- [Do this]:
Count the lines in the items that follow which contain the string "below", and reply with that number alone.

- [Records provided]:
■ ■ ■

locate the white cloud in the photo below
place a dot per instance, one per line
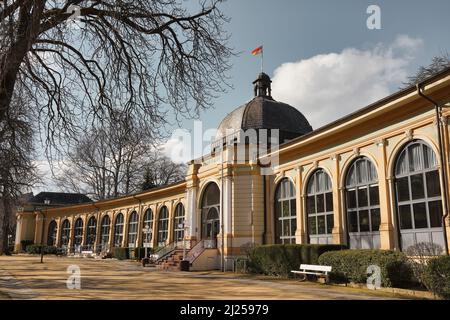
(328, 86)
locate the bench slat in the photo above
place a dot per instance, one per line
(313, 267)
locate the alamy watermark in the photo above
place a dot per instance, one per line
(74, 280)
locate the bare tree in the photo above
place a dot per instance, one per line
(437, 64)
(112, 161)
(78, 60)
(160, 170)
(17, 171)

■ ■ ■

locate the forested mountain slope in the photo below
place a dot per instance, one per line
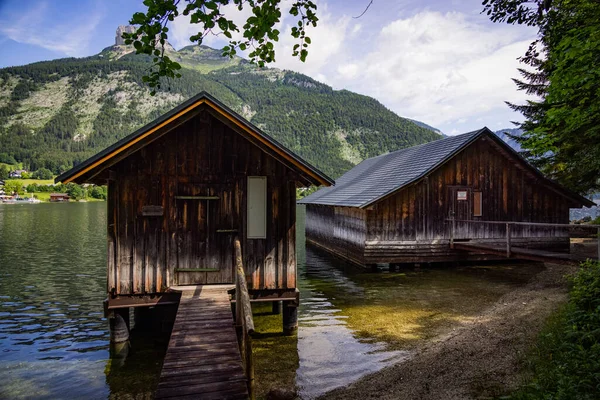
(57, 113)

■ ■ ■

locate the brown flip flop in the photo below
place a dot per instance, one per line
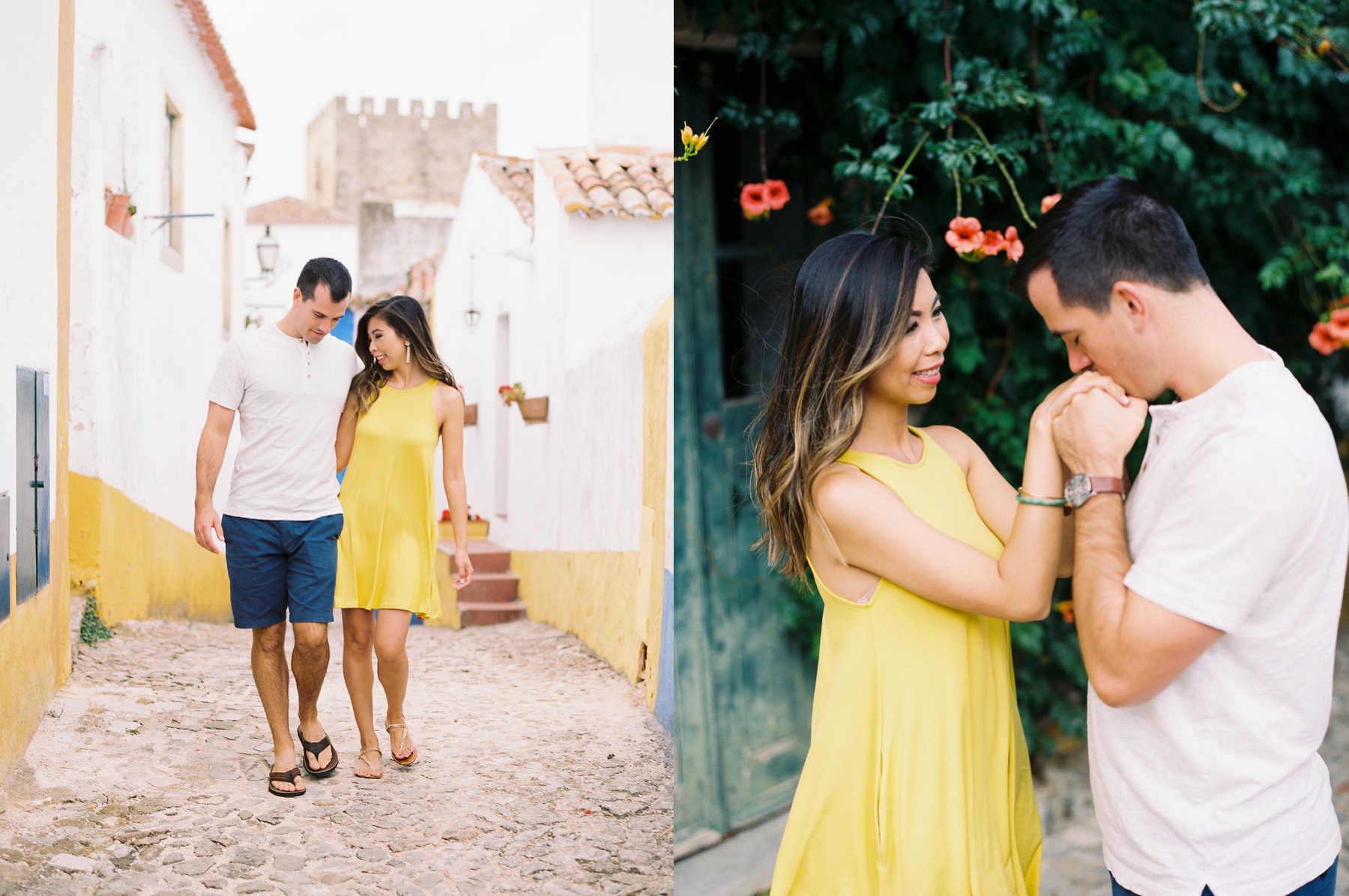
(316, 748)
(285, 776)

■ ■ ■

- [Written solution]:
3